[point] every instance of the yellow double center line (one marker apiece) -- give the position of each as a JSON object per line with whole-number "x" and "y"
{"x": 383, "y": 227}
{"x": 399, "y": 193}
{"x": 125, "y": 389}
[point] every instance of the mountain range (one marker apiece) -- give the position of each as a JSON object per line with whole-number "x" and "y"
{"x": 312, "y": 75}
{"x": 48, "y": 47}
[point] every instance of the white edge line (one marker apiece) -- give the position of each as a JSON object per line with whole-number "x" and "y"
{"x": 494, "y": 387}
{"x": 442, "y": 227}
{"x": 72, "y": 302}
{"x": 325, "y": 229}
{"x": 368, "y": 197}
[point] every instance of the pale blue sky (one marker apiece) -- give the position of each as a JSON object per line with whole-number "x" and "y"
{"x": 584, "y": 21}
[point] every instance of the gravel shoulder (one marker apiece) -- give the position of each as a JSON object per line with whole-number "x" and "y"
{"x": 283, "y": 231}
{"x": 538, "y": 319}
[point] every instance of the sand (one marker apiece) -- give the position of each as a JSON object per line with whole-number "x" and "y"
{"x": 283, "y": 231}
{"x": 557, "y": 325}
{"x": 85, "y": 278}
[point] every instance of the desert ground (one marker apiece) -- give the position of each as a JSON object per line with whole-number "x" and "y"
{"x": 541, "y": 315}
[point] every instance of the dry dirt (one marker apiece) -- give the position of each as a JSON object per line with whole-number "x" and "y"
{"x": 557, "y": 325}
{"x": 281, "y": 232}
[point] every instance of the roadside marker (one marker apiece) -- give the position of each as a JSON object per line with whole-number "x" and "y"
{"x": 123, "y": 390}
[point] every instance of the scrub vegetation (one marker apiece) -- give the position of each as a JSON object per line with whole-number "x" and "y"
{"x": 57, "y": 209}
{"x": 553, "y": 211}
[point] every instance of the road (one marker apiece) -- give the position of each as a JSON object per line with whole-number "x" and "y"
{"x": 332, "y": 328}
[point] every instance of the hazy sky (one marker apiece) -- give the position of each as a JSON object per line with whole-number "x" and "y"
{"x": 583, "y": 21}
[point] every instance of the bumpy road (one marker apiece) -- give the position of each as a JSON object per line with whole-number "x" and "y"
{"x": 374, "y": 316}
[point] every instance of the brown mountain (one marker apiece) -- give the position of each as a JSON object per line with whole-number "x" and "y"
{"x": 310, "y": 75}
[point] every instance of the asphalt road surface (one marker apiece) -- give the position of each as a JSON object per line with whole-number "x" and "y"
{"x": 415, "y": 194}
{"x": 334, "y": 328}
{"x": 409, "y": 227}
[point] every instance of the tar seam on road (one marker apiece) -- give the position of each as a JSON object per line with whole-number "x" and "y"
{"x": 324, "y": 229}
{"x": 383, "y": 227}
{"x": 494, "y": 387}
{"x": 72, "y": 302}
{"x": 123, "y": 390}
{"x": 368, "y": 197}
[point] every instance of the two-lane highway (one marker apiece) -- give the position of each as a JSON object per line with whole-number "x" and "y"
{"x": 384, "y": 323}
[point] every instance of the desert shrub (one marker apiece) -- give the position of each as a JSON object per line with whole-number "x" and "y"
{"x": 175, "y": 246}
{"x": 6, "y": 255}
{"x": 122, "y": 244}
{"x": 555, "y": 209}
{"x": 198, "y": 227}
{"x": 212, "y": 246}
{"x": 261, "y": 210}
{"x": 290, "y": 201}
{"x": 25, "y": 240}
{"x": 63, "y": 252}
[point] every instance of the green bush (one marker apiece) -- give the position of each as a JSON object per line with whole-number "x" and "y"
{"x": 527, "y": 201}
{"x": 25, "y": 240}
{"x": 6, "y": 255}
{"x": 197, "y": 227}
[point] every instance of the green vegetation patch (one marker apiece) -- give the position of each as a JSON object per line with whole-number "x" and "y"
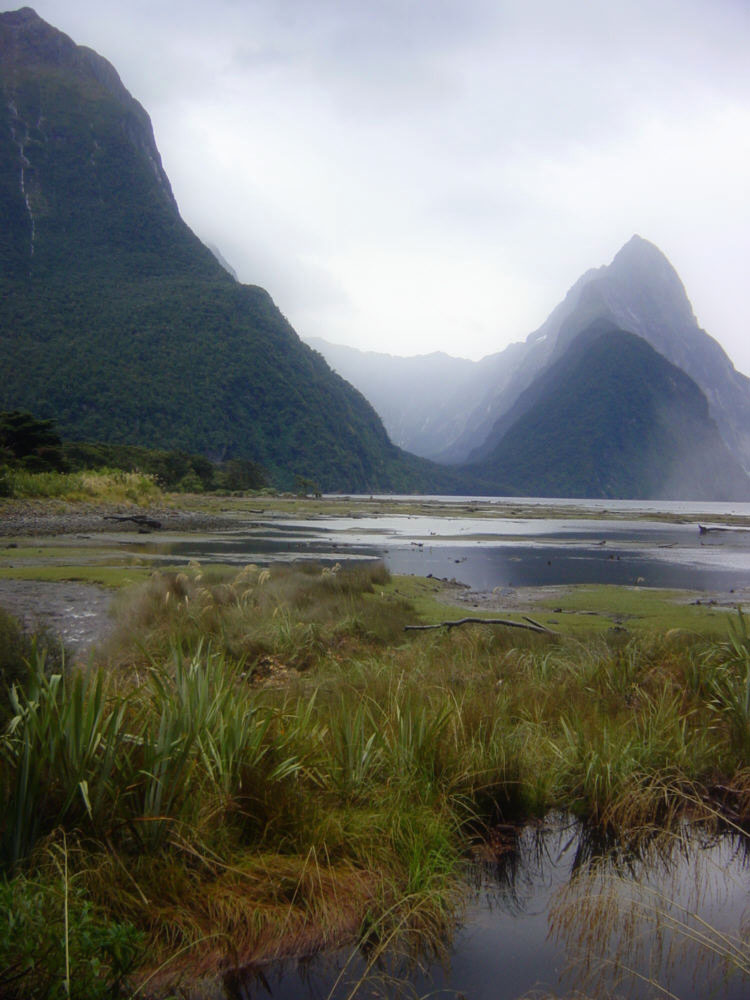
{"x": 593, "y": 608}
{"x": 263, "y": 757}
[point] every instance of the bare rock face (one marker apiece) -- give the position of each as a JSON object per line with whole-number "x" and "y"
{"x": 117, "y": 322}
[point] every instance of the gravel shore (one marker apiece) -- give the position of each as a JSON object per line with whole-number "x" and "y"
{"x": 44, "y": 517}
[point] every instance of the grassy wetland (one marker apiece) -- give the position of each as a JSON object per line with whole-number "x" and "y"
{"x": 260, "y": 762}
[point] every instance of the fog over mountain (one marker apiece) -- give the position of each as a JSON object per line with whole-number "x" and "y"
{"x": 639, "y": 291}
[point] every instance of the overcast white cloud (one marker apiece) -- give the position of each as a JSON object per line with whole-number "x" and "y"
{"x": 414, "y": 175}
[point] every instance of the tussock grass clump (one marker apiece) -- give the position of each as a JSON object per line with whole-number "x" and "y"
{"x": 303, "y": 617}
{"x": 106, "y": 485}
{"x": 230, "y": 811}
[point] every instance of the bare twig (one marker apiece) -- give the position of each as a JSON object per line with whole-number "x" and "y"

----

▸ WHAT YOU HAVE TO DO: Copy the listing word for word, starting with the line that contains "[point] every instance of the tussock" and going on through the last line of the listing.

▸ REPLY:
[point] every instance of the tussock grass clump (one marker apiece) -- give the position of each as a JSON object per line with whole-number "x" and "y"
{"x": 303, "y": 617}
{"x": 106, "y": 485}
{"x": 230, "y": 811}
[point] every instance of the bare twig (one marker apiece) -- give the position of each as a JSON object per line with whole-number "x" and "y"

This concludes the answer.